## EXTRAIT CITÉ

Tobias Wolff Martyrs nord américains - gallmeister

Un peu à la manière d’un Tcheckov que Wolff admire (« il faisait confiance aux moments les plus simples pour être révélateurs et pleins de sens » avait dit l’écrivain américain à la Fiction Writers Review), un habitacle de voiture peut devenir le théâtre où se révèle les intimités des êtres (Passagers, Le menteur). Pas vraiment de faits extraordinaires dans ces nouvelles. Pas plus que de grands sentiments. C’est l’amour par le petit bout de la lorgnette (« Me marier avec elle, c’est la chose la plus intelligente que j’ai faite » assène Howard après 50 ans de mariage dans Croisière inaugurale, opposant raison et sentiments), tenté par de grands maladroits (Face à Face), qui s’empêtrent dans leurs contradictions et passent à côté de la vie. C’est l’ambition qui conduit à mettre progressivement un mouchoir sur ses propres valeurs morales, tel le narrateur de Fumeurs qui veut échapper à sa condition sociale, quitte à en devenir abject. Ce sont des rapports humains grippés par les ressentiments plus ou moins enfouis (Face à face, Chasseurs dans la neige…), les jalousies mesquines (Fumeurs, Un épisode de la vie du professeur Brooke, …) cachées sous la surface d’une humanité au visage aseptisé. Ce sont les rêves qui se transforment en nouvelle aliénation, Davis tombant de Charybde en Scylla jusqu’à en perdre le sommeil (Les biens de ce monde). Un horizon bouché où l’honnêteté ne paie pas (Davis et son constat d’assurance) à tel point que pour certains il ne vaut même pas/plus le coup de la tenter (Fumeurs, Le menteur).

## OBJECTIF 1
Comptez les lignes des enregistrements où figure la chaîne « blue », en tenant compte de la casse, et donnez uniquement ce nombre.
L'extrait et les enregistrements proviennent de sources distinctes.

## MATÉRIEL FOURNI
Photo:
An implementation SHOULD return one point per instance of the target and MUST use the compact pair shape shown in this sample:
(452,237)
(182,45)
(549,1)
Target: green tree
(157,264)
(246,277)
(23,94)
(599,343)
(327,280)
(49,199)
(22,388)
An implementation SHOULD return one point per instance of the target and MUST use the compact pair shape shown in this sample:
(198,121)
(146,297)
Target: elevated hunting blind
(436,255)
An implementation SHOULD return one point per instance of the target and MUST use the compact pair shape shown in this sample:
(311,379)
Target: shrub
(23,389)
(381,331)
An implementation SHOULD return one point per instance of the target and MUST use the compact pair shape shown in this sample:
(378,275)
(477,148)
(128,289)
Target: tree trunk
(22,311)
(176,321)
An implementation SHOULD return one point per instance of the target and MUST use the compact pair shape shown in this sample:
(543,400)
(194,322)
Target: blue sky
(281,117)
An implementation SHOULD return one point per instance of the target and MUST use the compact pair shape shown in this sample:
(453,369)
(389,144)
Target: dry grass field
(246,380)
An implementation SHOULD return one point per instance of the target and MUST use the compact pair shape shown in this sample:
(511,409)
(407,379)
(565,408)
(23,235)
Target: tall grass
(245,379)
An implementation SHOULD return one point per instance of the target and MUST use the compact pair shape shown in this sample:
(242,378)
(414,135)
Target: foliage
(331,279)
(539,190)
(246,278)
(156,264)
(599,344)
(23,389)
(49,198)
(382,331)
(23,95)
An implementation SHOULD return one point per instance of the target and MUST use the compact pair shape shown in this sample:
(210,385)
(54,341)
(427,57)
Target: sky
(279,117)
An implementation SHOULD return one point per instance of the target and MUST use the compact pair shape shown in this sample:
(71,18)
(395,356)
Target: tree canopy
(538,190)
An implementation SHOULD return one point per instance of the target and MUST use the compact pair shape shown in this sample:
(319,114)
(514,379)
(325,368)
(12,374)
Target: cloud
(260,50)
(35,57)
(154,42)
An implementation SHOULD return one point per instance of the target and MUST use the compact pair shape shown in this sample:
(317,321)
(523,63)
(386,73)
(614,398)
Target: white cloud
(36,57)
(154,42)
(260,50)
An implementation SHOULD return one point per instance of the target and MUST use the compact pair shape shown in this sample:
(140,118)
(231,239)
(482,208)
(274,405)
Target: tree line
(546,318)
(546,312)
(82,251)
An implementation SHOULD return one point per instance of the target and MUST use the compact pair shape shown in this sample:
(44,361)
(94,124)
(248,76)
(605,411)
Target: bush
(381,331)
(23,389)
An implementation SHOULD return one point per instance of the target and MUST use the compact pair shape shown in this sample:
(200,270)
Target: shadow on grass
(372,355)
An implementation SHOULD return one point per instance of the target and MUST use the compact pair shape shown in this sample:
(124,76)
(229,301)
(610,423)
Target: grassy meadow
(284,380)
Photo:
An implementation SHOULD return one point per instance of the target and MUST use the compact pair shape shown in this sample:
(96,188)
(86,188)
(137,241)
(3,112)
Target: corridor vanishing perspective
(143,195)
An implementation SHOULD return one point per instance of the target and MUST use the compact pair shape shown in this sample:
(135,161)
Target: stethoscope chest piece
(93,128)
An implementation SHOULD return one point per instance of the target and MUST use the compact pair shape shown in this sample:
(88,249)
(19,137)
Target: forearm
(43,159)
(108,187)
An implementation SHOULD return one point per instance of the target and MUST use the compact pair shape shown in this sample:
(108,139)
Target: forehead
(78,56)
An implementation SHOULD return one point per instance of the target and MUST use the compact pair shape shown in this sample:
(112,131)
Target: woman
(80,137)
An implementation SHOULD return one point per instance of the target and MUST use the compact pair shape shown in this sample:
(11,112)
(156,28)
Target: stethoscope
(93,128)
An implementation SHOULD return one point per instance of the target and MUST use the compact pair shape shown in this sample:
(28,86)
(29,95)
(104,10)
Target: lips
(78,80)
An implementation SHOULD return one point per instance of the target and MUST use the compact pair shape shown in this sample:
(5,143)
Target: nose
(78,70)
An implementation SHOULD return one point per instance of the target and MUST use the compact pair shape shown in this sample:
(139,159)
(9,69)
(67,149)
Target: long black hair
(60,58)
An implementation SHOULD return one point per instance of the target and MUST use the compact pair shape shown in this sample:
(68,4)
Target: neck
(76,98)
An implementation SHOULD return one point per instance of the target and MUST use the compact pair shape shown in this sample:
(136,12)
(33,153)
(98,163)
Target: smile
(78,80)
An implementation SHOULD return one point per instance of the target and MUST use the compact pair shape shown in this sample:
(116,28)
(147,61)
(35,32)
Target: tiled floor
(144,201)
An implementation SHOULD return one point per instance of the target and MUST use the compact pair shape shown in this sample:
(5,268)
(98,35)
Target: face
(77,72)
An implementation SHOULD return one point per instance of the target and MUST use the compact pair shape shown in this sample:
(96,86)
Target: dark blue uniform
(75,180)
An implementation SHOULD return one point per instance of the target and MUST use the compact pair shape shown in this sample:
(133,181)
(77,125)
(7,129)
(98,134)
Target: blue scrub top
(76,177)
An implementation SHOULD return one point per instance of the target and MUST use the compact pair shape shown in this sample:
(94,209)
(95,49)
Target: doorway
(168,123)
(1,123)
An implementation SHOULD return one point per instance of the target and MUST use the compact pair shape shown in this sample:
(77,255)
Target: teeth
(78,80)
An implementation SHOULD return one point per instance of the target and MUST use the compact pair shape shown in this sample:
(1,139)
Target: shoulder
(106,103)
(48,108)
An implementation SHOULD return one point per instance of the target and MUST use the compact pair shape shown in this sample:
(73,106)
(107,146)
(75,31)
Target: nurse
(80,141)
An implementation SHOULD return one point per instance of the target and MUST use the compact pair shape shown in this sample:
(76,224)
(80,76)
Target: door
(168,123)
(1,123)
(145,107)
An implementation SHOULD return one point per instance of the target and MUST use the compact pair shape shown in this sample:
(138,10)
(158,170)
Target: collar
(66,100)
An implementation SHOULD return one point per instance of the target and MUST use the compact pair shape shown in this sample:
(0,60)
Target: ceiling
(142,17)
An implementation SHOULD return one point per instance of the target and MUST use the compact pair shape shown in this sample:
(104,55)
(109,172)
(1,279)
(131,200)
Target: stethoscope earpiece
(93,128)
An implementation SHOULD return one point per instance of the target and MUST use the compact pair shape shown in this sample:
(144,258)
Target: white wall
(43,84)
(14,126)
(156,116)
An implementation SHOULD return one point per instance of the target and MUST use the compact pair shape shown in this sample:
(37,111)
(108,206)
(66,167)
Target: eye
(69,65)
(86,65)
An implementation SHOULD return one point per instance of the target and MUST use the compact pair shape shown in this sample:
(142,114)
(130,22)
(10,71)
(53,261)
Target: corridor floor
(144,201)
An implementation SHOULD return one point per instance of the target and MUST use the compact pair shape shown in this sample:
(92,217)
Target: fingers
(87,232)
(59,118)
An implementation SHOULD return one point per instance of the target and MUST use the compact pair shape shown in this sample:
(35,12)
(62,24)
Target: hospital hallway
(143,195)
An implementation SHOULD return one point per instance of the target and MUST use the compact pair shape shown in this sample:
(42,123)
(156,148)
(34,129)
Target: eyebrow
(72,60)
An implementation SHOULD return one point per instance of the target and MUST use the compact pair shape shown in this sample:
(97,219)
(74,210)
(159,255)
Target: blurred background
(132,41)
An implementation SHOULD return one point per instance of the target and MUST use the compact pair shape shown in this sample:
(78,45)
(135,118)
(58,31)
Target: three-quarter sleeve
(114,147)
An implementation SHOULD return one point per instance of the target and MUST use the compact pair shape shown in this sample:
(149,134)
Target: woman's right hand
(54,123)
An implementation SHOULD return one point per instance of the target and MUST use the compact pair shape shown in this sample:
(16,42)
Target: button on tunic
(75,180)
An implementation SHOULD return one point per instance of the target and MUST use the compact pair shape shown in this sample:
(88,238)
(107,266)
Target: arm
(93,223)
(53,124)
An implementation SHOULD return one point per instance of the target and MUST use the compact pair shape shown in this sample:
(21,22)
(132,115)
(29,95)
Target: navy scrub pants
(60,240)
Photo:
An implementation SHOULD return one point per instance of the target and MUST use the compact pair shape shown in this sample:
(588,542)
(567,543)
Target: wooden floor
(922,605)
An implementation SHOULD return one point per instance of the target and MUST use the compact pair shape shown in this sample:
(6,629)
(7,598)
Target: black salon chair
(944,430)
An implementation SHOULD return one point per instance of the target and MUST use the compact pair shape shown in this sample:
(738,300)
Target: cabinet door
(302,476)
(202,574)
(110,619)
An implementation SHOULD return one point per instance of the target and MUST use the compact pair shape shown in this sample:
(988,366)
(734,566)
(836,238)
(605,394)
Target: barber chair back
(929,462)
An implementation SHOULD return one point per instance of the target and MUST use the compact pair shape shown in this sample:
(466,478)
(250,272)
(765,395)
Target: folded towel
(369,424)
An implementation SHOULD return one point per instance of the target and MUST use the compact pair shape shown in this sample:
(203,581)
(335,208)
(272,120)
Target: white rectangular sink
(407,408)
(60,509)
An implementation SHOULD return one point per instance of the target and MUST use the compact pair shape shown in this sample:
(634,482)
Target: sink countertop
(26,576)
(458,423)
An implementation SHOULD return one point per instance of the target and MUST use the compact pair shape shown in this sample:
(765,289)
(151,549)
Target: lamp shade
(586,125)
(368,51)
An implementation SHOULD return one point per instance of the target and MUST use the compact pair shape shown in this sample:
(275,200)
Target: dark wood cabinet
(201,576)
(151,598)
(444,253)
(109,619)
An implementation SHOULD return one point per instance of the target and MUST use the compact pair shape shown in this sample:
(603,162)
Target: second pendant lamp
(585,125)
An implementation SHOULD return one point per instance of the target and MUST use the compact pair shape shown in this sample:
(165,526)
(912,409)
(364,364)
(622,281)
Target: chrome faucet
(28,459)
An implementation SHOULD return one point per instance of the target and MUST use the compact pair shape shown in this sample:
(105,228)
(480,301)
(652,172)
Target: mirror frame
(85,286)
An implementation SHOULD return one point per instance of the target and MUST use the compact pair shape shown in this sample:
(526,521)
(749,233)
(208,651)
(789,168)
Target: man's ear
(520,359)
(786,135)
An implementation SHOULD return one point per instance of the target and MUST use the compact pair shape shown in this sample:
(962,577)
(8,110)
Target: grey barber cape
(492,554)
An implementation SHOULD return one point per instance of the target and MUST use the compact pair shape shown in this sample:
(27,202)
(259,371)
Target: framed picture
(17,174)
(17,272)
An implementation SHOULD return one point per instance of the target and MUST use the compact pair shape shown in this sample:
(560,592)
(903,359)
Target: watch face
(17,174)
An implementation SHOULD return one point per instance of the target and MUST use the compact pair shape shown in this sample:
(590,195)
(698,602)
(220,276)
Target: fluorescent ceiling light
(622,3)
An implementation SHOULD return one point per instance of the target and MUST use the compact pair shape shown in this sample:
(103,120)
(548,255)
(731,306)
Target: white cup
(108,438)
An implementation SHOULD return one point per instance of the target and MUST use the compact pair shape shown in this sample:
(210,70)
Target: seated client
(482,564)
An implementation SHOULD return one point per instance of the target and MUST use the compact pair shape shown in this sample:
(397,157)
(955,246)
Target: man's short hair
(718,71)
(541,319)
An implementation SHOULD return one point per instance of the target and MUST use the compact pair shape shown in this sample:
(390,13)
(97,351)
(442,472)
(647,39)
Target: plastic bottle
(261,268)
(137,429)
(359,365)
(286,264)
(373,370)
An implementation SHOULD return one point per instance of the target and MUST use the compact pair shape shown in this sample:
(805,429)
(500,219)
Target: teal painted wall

## OBJECTIF 2
Dans l'extrait, quel narrateur veut échapper à sa condition sociale, quitte à en devenir abject ?

## SOLUTION COMPLÈTE 1
3

## SOLUTION COMPLÈTE 2
Le narrateur de Fumeurs.